● Requirements
Express the rows from the start through the line containing "point(640, 523)", inclusive, as a two-column CSV with the headers input and output. Give one line per row, each field quoted and line breaks replaced by spaces.

** Start of Entries shown **

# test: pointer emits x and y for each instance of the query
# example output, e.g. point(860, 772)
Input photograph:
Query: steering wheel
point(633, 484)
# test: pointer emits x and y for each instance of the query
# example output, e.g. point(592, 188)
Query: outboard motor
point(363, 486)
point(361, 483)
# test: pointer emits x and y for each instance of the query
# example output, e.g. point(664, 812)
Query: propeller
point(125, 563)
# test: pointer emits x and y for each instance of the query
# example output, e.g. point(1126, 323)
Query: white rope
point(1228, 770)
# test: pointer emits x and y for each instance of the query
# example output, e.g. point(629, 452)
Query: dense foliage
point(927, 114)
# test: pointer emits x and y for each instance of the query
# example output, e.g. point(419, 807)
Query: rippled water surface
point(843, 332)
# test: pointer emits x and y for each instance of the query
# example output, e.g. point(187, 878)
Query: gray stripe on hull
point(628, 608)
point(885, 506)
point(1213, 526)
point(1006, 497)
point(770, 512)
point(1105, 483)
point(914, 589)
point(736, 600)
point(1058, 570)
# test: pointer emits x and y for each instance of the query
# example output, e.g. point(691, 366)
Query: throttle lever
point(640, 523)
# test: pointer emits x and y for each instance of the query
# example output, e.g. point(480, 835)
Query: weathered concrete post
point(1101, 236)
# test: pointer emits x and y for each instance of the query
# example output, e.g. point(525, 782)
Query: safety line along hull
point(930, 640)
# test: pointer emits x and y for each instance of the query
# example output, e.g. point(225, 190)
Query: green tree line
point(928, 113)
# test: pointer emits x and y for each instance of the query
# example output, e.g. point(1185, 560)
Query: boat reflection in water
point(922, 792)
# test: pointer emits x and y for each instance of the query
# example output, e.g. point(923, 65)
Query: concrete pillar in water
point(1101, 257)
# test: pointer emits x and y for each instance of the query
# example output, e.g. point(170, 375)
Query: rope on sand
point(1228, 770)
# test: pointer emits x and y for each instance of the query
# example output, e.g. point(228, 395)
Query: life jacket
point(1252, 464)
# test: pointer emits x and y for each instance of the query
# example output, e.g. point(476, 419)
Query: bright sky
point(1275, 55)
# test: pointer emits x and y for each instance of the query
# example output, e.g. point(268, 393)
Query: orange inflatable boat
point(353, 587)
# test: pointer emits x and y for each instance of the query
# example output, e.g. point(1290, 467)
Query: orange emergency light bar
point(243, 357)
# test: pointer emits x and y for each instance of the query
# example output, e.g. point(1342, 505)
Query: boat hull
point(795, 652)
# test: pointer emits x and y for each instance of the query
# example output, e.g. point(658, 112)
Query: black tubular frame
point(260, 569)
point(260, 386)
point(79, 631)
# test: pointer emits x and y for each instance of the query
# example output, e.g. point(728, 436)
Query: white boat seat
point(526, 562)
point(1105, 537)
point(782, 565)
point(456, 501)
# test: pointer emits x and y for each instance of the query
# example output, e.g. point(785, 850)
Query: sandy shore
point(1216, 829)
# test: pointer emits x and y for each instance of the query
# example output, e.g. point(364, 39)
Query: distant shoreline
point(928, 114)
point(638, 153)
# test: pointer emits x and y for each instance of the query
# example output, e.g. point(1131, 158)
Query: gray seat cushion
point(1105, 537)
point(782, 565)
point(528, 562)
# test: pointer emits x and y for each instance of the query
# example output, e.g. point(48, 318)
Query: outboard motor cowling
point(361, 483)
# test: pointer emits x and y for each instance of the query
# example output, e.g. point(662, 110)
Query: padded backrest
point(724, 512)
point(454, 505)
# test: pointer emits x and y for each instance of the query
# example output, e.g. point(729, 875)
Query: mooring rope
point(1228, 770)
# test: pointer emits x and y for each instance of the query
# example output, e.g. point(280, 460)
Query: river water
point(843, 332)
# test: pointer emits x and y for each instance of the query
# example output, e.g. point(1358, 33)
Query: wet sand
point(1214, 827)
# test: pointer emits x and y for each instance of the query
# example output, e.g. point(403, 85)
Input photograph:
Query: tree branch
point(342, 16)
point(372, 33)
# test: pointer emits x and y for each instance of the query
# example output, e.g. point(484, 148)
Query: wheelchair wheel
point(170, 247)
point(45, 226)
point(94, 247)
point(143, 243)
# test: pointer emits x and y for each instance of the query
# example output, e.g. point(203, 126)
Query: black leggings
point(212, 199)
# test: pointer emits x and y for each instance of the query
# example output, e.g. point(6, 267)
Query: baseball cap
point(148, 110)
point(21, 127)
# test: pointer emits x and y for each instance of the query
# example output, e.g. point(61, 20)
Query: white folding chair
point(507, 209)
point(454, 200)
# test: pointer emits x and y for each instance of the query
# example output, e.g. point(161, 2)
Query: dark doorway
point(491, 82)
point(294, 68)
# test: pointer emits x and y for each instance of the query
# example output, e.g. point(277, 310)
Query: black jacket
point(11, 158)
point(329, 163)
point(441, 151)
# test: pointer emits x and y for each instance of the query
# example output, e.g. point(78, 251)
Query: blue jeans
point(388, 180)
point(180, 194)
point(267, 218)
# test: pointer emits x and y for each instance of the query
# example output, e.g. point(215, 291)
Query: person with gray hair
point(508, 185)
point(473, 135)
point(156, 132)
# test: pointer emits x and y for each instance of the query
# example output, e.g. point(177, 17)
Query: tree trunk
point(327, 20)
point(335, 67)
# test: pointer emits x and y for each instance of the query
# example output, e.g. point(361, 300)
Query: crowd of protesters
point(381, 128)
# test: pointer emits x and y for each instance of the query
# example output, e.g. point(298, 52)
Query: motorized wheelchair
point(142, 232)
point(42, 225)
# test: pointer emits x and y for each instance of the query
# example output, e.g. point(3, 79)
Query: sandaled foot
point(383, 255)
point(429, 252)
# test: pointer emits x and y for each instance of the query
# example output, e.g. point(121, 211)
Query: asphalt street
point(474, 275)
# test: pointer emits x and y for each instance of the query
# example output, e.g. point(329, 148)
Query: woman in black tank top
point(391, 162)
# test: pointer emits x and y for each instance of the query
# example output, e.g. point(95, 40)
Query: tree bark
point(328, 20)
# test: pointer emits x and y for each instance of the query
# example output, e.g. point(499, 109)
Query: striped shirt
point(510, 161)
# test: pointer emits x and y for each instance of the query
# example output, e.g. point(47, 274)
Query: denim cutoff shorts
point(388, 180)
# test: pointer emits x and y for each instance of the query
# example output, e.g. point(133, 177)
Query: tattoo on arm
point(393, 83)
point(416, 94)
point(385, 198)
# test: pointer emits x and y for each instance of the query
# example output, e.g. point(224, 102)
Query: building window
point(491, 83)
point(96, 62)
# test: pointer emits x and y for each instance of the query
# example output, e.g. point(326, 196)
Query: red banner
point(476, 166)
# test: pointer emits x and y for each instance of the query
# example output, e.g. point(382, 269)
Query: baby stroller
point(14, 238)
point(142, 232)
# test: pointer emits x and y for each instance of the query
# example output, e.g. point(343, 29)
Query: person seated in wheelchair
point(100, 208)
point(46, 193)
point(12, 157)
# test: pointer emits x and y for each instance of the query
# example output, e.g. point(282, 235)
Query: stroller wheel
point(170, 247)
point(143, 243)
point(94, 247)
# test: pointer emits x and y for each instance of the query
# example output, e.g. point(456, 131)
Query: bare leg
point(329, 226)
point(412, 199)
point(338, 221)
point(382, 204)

** End of Entries shown **

● Correct response
input,output
"# test: pointer emits x and y for each instance of the query # example output, e.g. point(860, 772) Input photograph: Query: steering wheel","point(633, 484)"
"# test: pointer emits x and y for each instance of the query # example output, e.g. point(592, 188) Query: outboard motor","point(363, 486) point(361, 483)"
"# test: pointer emits x and y for each instance of the query # example output, e.g. point(664, 812) Query: propeller","point(125, 563)"
"# test: pointer emits x and y for each instance of the query # example output, e.g. point(1126, 323) Query: white rope","point(1228, 770)"
"# test: pointer emits x and y for each instance of the query # example output, e.g. point(629, 452) Query: dense foliage","point(927, 114)"
"# test: pointer emits x and y for each instance of the query # example output, e.g. point(419, 807) Query: rippled water surface","point(843, 332)"
"# test: pointer emits x and y for each instance of the query # example output, e.g. point(187, 878) Query: gray stripe on hull","point(628, 608) point(885, 506) point(1213, 526) point(1006, 497) point(770, 512) point(1105, 483) point(914, 589) point(736, 600) point(1058, 570)"
"# test: pointer emits x and y for each instance of the query # example output, e.g. point(691, 366) Query: throttle lever","point(640, 523)"